GOALS:
1. In the article on polycentric leadership below, reproduce the passage starting with "Six common themes" and going on through "of God’s mission.".
2. According to the article on polycentric leadership below, whose research was the author reviewing when first encountering the concept of polycentrism?
═════ SOURCE TEXT ═════
Global Analysis

Polycentrism as the New Leadership Paradigm

Six common themes for a trinitarian approach to leading missions

Joseph W. Handley May 2021

Polycentric—Why? And, what’s that?[1]

As the world grapples with ongoing tensions, polarities, and ever-growing challenges, I am convinced that we need a new approach to leadership. It was this concern that compelled me to study global leadership and see if another form of leadership could prove pivotal to the world in which we lead for this era of God’s mission.

Polycentrism is an approach to governance where ‘the doctrine that a plurality of independent centers of leadership, power, or ideology may exist within a single political system.

Polycentrism came to my attention in reviewing the state of mission today and ways we could shift our approaches in providing godly, wise leadership as those seeking to fulfill God’s mission in the world. I first encountered the concept in reviewing Allen Yeh’s research about the 2010 centenary celebrations of the 1910 Edinburgh Mission Congress.[2] Polycentrism is an approach to governance where ‘the doctrine that a plurality of independent centers of leadership, power, or ideology may exist within a single political system . . . the fact of having many centers of authority or importance.’[3]

During my studies, I came to believe that polycentrism provides a stronger leadership paradigm for leading missional endeavors in an interdependent, globally networked world. In reviewing recent discoveries in mission history[4] and ongoing studies in governance,[5] I was able to discern six important themes that comprise an emerging new theoretical leadership model which I call ‘polycentric mission leadership’.

I am convinced that a collaborative, communal approach to leadership that empowers multiple centers of influence as well as a diverse array of leaders is better suited to addressing the issues before us during this era of a globalized world, even more so now that I see the nations pulling apart from one another through tribalized reactions to the challenges we face. We need each other!

For as in one body we have many members, and the members do not all have the same function, so we, though many, are one body in Christ, and individually members one of another (Rom. 12:4-5, ESV).
═════ MATERIAL ═════
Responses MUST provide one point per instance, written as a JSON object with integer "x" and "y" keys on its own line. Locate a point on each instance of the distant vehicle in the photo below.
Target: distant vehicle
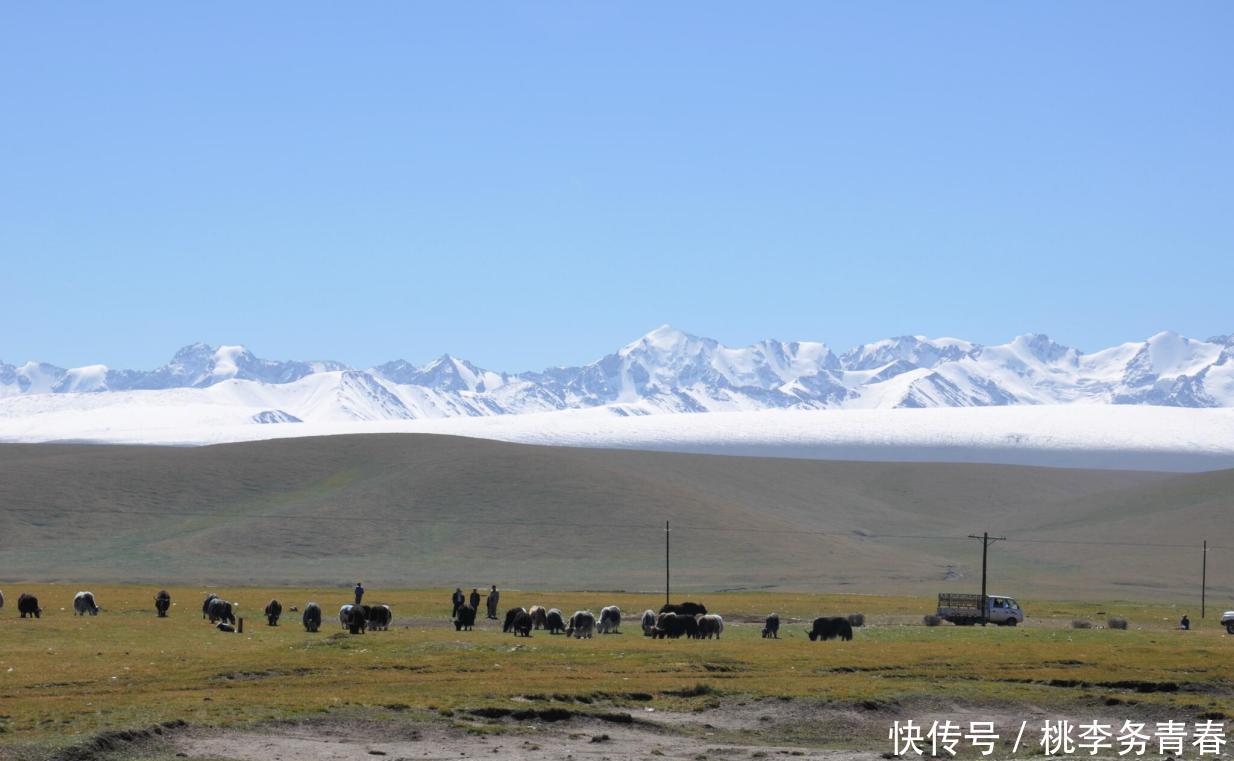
═════
FINAL RESULTS:
1.
Six common themes for a trinitarian approach to leading missions

Joseph W. Handley May 2021

Polycentric—Why? And, what’s that?[1]

As the world grapples with ongoing tensions, polarities, and ever-growing challenges, I am convinced that we need a new approach to leadership. It was this concern that compelled me to study global leadership and see if another form of leadership could prove pivotal to the world in which we lead for this era of God’s mission.

2. Allen Yeh's research about the 2010 centenary celebrations of the 1910 Edinburgh Mission Congress.